### [The exercise]
Please copy out, word for word, the lines below, starting at the very first one and going on through the line with "[[1164, 402], [721, 750]]".

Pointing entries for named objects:
════
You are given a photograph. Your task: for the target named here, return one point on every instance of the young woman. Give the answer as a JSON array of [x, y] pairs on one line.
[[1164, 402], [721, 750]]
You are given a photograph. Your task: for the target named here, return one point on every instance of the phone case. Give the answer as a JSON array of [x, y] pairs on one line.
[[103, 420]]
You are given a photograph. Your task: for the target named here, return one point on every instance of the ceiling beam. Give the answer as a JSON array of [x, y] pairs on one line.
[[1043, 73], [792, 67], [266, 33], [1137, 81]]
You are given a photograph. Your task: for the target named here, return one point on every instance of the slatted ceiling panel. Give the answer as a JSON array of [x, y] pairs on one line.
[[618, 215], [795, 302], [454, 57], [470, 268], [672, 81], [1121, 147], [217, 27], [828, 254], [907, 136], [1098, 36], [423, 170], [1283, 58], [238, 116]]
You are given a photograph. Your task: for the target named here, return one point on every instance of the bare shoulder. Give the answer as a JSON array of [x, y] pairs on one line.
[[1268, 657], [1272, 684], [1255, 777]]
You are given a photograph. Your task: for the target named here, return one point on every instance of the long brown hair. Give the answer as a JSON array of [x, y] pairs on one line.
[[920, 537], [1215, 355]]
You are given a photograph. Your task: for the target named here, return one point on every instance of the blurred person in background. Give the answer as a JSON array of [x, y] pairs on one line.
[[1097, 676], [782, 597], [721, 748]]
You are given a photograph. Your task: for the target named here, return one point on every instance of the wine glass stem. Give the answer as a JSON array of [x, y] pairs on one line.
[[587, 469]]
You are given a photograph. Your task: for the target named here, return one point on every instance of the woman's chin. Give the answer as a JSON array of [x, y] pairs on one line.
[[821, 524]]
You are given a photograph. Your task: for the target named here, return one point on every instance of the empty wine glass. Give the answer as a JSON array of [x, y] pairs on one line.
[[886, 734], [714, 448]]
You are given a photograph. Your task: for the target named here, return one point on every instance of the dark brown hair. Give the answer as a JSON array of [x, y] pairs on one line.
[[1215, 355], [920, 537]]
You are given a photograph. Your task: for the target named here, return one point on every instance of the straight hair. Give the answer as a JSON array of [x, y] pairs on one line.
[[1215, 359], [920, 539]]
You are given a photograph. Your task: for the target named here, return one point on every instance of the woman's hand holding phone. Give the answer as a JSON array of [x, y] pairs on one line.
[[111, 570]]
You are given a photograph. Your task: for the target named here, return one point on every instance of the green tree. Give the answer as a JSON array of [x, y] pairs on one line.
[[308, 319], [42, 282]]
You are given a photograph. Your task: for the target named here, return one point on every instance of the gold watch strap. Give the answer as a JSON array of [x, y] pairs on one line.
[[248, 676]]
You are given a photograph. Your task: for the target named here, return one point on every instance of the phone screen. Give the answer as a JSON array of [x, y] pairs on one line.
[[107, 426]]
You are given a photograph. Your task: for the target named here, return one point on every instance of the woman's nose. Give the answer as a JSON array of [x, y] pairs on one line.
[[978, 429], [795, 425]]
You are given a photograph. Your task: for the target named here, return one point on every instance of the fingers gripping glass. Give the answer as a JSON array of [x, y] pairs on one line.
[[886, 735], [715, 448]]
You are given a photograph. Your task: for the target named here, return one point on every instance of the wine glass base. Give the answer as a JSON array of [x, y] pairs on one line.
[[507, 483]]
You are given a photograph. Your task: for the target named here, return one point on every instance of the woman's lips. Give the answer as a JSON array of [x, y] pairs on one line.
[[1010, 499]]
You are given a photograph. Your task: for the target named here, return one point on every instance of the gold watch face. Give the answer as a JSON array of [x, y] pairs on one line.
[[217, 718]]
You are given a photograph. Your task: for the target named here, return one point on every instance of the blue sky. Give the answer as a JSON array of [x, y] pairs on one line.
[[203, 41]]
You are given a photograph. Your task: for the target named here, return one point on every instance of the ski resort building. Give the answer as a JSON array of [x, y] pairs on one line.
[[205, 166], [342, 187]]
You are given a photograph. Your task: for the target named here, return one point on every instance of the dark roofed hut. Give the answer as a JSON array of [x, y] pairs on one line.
════
### [Exercise solution]
You are given a photograph. Your task: for the target named here, return one point on every instance of the young woman. Give the answer as a JSON array of [x, y] pairs on one line.
[[1164, 402], [721, 750]]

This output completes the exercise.